**INSTRUCTION**
Write the next part of the R tutorial on simulated data and R-squared below, starting after its last sentence.

**DOCUMENT EXCERPT**
——

Let's simulate some data:
# simulate some data
set.seed(8675309)
n <- 100
intercept <- 10
effect <- 0.5
error_sd <- 2
dat <- tibble::tibble(
predictor = rnorm(n, 0, 1),
error = rnorm(n, 0, error_sd),
dv = intercept + (effect * predictor) + error
)
Analyse the data with a linear model and use the summary()
function to view the R-squared values.
model <- lm(dv ~ predictor, dat)
summary(model)
#>
#> Call:
#> lm(formula = dv ~ predictor, data = dat)
#>
#> Residuals:
#> Min 1Q Median 3Q Max
#> -5.0692 -1.4106 0.2447 1.4562 3.9263
#>
#> Coefficients:
#> Estimate Std. Error t value Pr(>|t|)
#> (Intercept) 9.8913 0.1991 49.677 < 2e-16 ***
#> predictor 0.6361 0.2150 2.958 0.00388 **
#> ---
#> Signif. codes: 0 '***' 0.001 '**' 0.01 '*' 0.05 '.' 0.1 ' ' 1
#>
#> Residual standard error: 1.988 on 98 degrees of freedom
#> Multiple R-squared: 0.08198, Adjusted R-squared: 0.07261
#> F-statistic: 8.752 on 1 and 98 DF, p-value: 0.003877
Adjusted R-squared is a modified version of R-squared adjusted for the number of predictors in the model. You can extract the R-squared and adjusted R-squared values from the model summary.

——

**DATA LISTING**

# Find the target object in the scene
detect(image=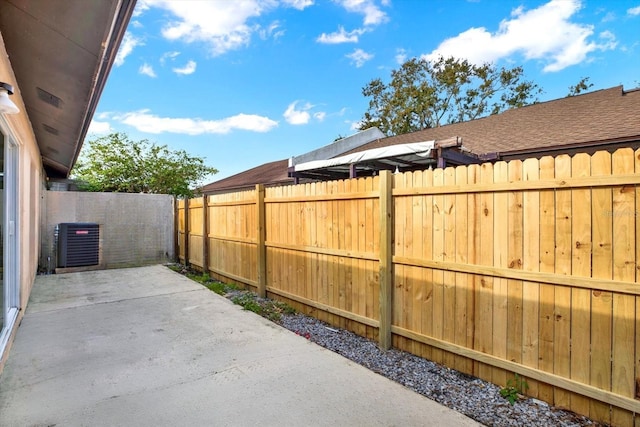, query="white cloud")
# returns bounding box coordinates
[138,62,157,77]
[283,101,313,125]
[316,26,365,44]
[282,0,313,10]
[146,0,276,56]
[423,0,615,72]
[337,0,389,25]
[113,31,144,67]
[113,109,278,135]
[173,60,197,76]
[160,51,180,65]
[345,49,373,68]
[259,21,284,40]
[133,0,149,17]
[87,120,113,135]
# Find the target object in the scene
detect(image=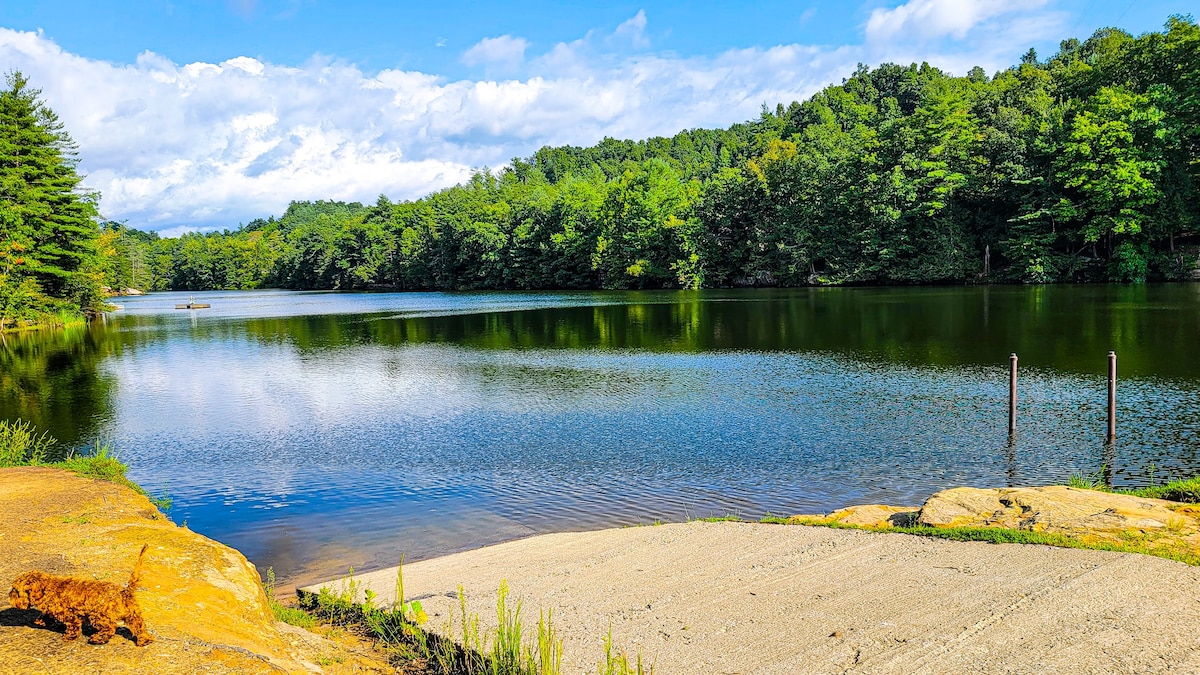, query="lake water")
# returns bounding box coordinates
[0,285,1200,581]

——

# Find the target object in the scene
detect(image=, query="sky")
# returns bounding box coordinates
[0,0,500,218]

——

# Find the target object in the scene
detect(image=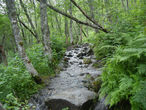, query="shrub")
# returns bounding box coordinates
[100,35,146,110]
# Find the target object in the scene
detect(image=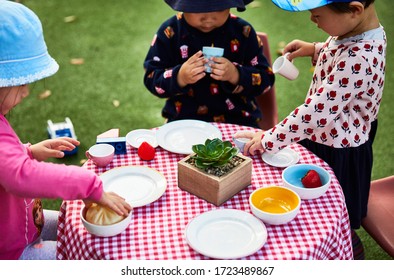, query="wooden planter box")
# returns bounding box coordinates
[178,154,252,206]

——

**EXPECTED ANSWER**
19.3 random effect
An effect associated with an individual sampling unit, usually represented by an offset from a fixed effect.
Example: If the grand mean response time in a population is 600 milliseconds, that number represents the typical value. The mean response time for an individual subject \(s\) can be represented as an offset (deviation) from that value. For example, if subject \(s\) has a mean reaction time of 650 ms, that would imply a random effect for that subject of +50 ms.
Unlike fixed effects, we expect the underlying random effects to change from experiment to experiment as the sampling units (e.g., subjects) change.
In a mixed effects model, you can get a table of just the random effects with the code below:
model <- afex::lmer(
rating ~ rater_age * face_age + # fixed effects
(1 | rater_id) + (1 | face_id), # random effects
data = faux::fr4
)
broom.mixed::tidy(model, effects = "ran_pars")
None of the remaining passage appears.